Supplied data —
*** Begin section ***
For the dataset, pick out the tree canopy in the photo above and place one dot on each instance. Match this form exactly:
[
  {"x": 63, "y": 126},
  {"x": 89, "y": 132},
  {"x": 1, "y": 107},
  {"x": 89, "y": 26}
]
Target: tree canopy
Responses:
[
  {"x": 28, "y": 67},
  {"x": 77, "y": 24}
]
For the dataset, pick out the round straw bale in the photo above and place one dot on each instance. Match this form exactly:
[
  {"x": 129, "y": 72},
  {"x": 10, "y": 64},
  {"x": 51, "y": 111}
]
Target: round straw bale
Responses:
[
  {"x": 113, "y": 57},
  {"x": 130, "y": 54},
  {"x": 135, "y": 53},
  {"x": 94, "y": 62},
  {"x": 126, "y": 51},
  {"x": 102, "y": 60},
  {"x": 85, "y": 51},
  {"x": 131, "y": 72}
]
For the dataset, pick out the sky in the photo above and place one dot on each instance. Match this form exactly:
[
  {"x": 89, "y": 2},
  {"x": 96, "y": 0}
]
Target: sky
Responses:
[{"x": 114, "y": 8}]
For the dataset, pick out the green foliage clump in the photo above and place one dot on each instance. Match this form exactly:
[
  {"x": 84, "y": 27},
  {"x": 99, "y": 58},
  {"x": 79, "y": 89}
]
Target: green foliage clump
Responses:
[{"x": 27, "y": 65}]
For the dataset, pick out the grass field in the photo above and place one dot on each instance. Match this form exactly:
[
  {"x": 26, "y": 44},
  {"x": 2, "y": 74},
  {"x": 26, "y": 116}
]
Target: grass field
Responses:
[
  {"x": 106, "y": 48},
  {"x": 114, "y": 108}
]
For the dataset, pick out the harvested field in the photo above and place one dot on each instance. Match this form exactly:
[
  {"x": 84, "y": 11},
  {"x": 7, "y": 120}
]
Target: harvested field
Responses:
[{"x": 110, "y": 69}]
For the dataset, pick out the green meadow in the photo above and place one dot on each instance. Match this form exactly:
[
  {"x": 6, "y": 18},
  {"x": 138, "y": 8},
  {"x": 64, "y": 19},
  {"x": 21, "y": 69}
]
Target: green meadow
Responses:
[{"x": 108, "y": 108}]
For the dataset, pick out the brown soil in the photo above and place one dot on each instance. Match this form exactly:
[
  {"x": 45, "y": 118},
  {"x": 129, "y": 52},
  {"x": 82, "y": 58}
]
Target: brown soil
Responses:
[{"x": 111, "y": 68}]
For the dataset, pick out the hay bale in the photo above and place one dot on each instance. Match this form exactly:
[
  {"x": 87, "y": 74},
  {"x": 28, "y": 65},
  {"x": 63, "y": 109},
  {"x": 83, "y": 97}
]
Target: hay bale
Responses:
*** End section ***
What you will do — Would you give the material above again, complete and exact?

The answer —
For the dataset, pick out the tree canopy in the photo above and place one dot on each instance. Match this form exactly:
[
  {"x": 63, "y": 126},
  {"x": 89, "y": 132},
  {"x": 1, "y": 107},
  {"x": 89, "y": 26}
]
Target: tree canopy
Responses:
[
  {"x": 28, "y": 67},
  {"x": 77, "y": 24}
]
For the dataset, pick out the round straw bale in the photo above and place one dot on each instance. Match this form exactly:
[
  {"x": 129, "y": 72},
  {"x": 10, "y": 64},
  {"x": 51, "y": 111}
]
Target: round straw bale
Responses:
[
  {"x": 113, "y": 57},
  {"x": 130, "y": 54},
  {"x": 135, "y": 53},
  {"x": 94, "y": 62},
  {"x": 126, "y": 51},
  {"x": 102, "y": 60},
  {"x": 85, "y": 51},
  {"x": 131, "y": 72}
]
For the dataset, pick out the sky in the photo above and place one dot on each instance. Match this form exactly:
[
  {"x": 89, "y": 2},
  {"x": 96, "y": 0}
]
Target: sky
Responses:
[{"x": 114, "y": 8}]
For the dataset, pick out the green foliage clump in the photo above and place one dot on each instance. Match this form exactly:
[
  {"x": 84, "y": 27},
  {"x": 99, "y": 58},
  {"x": 79, "y": 89}
]
Target: green foliage clump
Responses:
[{"x": 27, "y": 65}]
For the dataset, pick out the grass field in the photo above and place one dot on each instance. Match this form exactly:
[
  {"x": 26, "y": 44},
  {"x": 2, "y": 74},
  {"x": 26, "y": 116}
]
Target: grass field
Responses:
[
  {"x": 106, "y": 48},
  {"x": 114, "y": 108}
]
For the dataset, pick out the harvested field in the photo above and place one dot on each instance. Match this form exactly:
[
  {"x": 84, "y": 11},
  {"x": 7, "y": 120}
]
Target: harvested field
Responses:
[{"x": 110, "y": 69}]
For the dataset, pick out the green meadow in the photo above and place one dot on each instance. Match this form exactly:
[
  {"x": 6, "y": 18},
  {"x": 138, "y": 8},
  {"x": 64, "y": 19},
  {"x": 21, "y": 69}
]
Target: green meadow
Responses:
[{"x": 108, "y": 108}]
For the dataset, pick out the brown soil in the photo above and place one dot on each instance. Match this form exactly:
[
  {"x": 45, "y": 118},
  {"x": 129, "y": 52},
  {"x": 82, "y": 58}
]
Target: brown soil
Responses:
[{"x": 111, "y": 68}]
For the dataset, pick out the hay bale in the photo above and place one dot on each instance. Match this form exactly:
[
  {"x": 87, "y": 74},
  {"x": 28, "y": 65},
  {"x": 63, "y": 109},
  {"x": 83, "y": 97}
]
Target: hay bale
Responses:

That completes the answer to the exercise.